Teks yang Diberikan:

——————

Internasional
Ajudan Presiden AS Temui Putra Mahkota Arab Saudi, Bahas Konflik Yaman
Penasihat Keamanan Nasional Presiden Amerika Serikat (AS) Joe Biden, Jake Sullivan melakukan perjalanan ke Arab Saudi pada Senin (27/9/2021).
SERAMBINEWS.COM, WASHINGTON - Penasihat Keamanan Nasional Presiden Amerika Serikat (AS) Joe Biden, Jake Sullivan melakukan perjalanan ke Arab Saudi pada Senin (27/9/2021).
Sullivan menemui Putra Mahkota Mohammed bin Salman ketika AS mendesak untuk gencatan senjata dalam perang bertahun-tahun antara kerajaan dan pemberontak Houthi di Yaman.
Sullivan menjadi pejabat tertinggi pemerintahan Biden yang mengunjungi Arab Saudi.
Selain menemui putra mahkota, yang sering disebut dengan inisialnya, MBS, Sullivan menemui Wakil Menteri Pertahanan Khalid bin Salman, saudara laki-laki putra mahkota.
Gedung Putih telah menjauhi putra mahkota sejak mempublikasikan sebuah laporan CIA pada Februari 2021.
Laporan itu menunjukkan MBS menyetujui pembunuhan kolumnis Washington Post dan kritikus Saudi Jamal Khashoggi dalam operasi 2018 di konsulat kerajaan di Istanbul.
Baca juga: Yaman Lapor ke Utusan PBB, Milisi Houthi Tidak Mau Berdamai
Tetapi Gedung Putih telah memutuskan akan mengakhiri konflik yang mungkin paling kompleks di dunia.
Tetapi, tidak dapat dilakukan tanpa melibatkan pejabat paling senior Saudi secara langsung, kata seorang pejabat senior pemerintah.
Juru bicara Dewan Keamanan Nasional Emily Horne mengatakan Sullivan melakukan perjalanan ke Riyadh dan Uni Emirat Arab, sekutu Saudi dalam perang.
Sullivan dikirim pada saat situasi di Yaman, negara termiskin di dunia Arab, semakin memburuk.
Pertempuran telah meningkat di kota utama Marib, ketika pemberontak yang didukung Iran berusaha menggulingkan pemerintah yang didukung Arqab Saudi.
MIlisi Houthi juga ingin merebut kota kaya minyak di utara negara itu.

——————

[Contoh deteksi]
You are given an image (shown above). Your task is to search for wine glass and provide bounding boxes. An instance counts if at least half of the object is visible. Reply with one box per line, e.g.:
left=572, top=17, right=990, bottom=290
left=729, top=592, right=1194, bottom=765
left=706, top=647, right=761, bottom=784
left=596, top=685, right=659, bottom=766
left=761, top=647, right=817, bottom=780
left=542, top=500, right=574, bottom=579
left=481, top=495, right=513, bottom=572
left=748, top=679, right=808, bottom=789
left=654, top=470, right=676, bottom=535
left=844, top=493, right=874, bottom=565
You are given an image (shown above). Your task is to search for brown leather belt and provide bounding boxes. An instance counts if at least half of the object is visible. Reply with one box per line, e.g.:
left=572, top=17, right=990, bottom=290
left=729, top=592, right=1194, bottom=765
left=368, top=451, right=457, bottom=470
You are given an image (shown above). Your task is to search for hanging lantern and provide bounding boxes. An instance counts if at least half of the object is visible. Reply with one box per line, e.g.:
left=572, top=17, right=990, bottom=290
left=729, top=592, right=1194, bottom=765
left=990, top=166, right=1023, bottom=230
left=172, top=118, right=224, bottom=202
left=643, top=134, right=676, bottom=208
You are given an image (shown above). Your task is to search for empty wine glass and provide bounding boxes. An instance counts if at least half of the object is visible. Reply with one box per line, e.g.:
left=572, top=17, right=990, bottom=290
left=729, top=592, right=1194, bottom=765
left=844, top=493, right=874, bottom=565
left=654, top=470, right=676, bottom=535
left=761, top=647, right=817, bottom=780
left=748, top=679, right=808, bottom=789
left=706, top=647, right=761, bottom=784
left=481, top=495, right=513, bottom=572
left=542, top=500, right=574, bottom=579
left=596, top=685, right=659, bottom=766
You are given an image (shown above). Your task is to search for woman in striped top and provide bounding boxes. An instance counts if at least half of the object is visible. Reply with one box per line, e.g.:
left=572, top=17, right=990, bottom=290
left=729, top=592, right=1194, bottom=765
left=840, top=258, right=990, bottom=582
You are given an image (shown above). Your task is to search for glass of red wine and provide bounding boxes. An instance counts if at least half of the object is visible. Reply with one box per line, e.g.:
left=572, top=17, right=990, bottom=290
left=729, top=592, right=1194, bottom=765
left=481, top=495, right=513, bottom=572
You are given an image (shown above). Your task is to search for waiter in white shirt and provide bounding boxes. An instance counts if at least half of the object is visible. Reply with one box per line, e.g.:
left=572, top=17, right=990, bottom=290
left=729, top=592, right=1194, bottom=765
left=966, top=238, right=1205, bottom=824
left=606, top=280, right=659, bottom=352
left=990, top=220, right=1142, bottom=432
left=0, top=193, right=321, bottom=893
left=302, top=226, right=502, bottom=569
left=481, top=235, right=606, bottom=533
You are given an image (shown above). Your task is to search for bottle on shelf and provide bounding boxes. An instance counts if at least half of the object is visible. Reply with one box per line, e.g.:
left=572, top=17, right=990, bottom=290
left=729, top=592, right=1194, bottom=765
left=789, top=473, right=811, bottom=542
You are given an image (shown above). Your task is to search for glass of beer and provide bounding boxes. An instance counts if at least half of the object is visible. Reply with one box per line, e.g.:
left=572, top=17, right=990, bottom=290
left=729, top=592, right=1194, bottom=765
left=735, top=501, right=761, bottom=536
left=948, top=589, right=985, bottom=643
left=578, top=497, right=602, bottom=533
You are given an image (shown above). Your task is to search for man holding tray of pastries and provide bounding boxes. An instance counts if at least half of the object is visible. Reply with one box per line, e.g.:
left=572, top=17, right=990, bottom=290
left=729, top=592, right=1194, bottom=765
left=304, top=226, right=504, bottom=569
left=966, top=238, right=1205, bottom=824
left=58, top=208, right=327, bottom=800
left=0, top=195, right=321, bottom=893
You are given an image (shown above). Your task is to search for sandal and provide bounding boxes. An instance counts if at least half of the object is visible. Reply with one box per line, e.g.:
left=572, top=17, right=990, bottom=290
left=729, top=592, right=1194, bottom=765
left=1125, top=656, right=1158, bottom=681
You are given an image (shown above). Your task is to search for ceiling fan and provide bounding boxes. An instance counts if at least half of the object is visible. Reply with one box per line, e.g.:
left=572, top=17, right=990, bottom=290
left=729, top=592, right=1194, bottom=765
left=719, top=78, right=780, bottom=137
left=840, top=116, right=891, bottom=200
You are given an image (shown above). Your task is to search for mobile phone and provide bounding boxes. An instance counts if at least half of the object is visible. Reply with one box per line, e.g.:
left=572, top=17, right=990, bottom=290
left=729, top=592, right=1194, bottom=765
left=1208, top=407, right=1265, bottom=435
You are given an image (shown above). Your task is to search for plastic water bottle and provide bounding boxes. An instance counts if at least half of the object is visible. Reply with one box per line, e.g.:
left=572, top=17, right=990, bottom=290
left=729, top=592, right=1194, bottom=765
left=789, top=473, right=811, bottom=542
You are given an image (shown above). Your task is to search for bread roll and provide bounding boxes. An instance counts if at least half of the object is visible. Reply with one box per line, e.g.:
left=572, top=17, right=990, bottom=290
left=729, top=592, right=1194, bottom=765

——————

Perintah yang Diberikan: Tuliskan kembali tanpa perubahan bagian berita tentang kunjungan Jake Sullivan ke Arab Saudi, mulai dari "Sullivan menemui Putra" sampai dengan "Houthi di Yaman.". Materi di atas tidak perlu dipakai.

Hasil Berikut:
Sullivan menemui Putra Mahkota Mohammed bin Salman ketika AS mendesak untuk gencatan senjata dalam perang bertahun-tahun antara kerajaan dan pemberontak Houthi di Yaman.